(Text segment):
Hmm, not sure how that happened.  Good spot!

I'll recheck that all the names are real when reposting.

> > +must be set to the desired vector length in bytes.
> > +In addition,
> > +.I arg2
> > +may include zero or more of the following flags:
> > +.RS
> > +.TP
> > +.B PR_SVE_VL_INHERIT
> > +Inherit the configured vector length across
> > +.BR execve (2).
> > +.TP
> > +.B PR_SVE_SET_VL_ONEXEC
> > +Defer the change until the next
> > +.BR execve (2)
> > +in this thread.
> 
> (aside, it's weird that we didn't allocate (1<<16) for one of these flags)

The flag definitions are shared with ptrace: ptrace is the
SVE_PT_REGS_SVE format selection bit, which isn't relevant to the prctl.

Maybe it would have made more sense to keep the definitions completely
separate, but it's there now.

> > +If
> > +.B PR_SVE_VL_INHERIT
> > +is also included in
> > +.IR arg2 ,
> > +it takes effect
> > +.I after
> > +this deferred change.
> 
> I find this a bit hard to follow, since it's not clear to me whether the
> INHERIT flag is effectively set before or after the next execve(). In other
> words, if both PR_SVE_SET_VL_ONEXEC and PR_SVE_VL_INHERIT are specified,
> is the vector length preserved or reset on the next execve()?

It makes no difference, because the ONEXEC handling takes priority over
the INHERIT handling. But either way INHERIT is never cleared by execve()
and will apply at subsequent execs().

Explaining all this properly seems out of scope here.  Maybe this should
be trimmed down rather than elaborated?  Or perhaps just explain it in
terms of what the kernel does instead of futile attempts to make it
intuitive?

Ultimately I'll probably write a separate page or pages for SVE and other
arm64 specifics.

> > +.RE
> > +.IP
> > +On success, the vector length and flags are set as requested,
> > +and any deferred change that was pending immediately before the
> > +.B PR_SVE_SET_VL
> > +call is canceled.

Entries from an annotation dataset
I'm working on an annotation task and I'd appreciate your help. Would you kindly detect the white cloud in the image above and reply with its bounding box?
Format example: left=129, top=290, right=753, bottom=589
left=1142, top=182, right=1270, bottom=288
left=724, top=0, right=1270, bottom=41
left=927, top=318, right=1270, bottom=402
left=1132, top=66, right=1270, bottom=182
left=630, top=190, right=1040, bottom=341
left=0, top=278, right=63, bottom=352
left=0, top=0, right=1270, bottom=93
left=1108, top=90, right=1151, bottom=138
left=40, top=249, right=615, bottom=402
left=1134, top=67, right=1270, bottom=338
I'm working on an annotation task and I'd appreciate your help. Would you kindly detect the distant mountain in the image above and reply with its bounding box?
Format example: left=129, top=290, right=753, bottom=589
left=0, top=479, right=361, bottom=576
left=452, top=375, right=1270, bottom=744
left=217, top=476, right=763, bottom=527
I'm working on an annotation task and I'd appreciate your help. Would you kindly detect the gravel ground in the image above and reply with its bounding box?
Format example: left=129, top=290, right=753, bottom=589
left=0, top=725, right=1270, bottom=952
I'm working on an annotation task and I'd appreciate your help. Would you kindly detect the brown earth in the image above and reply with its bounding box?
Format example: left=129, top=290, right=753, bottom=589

(Requirements):
**A.** Print the part of the review thread that opens with the words containing "It makes no" and closes with "arm64 specifics.".
**B.** Answer these questions using the review thread:
(i) What does the PR_SVE_VL_INHERIT flag do?
(ii) When both flags are given, which handling takes priority?
(iii) What does the writer say they will probably write eventually?
**C.** Say whether each statement agrees with the review thread, quoting the words that decide it:
(i) The flag definitions are shared with ptrace.
(ii) INHERIT is cleared by execve().
(iii) The vector length is given in bytes.

(Solution set):
**A.**
It makes no difference, because the ONEXEC handling takes priority over
the INHERIT handling. But either way INHERIT is never cleared by execve()
and will apply at subsequent execs().

Explaining all this properly seems out of scope here.  Maybe this should
be trimmed down rather than elaborated?  Or perhaps just explain it in
terms of what the kernel does instead of futile attempts to make it
intuitive?

Ultimately I'll probably write a separate page or pages for SVE and other
arm64 specifics.

**B.**
(i) It inherits the configured vector length across execve(2).
(ii) The ONEXEC handling takes priority over the INHERIT handling.
(iii) A separate page or pages for SVE and other arm64 specifics.

**C.**
(i) Yes: "The flag definitions are shared with ptrace"
(ii) No: "INHERIT is never cleared by execve()"
(iii) Yes: "must be set to the desired vector length in bytes."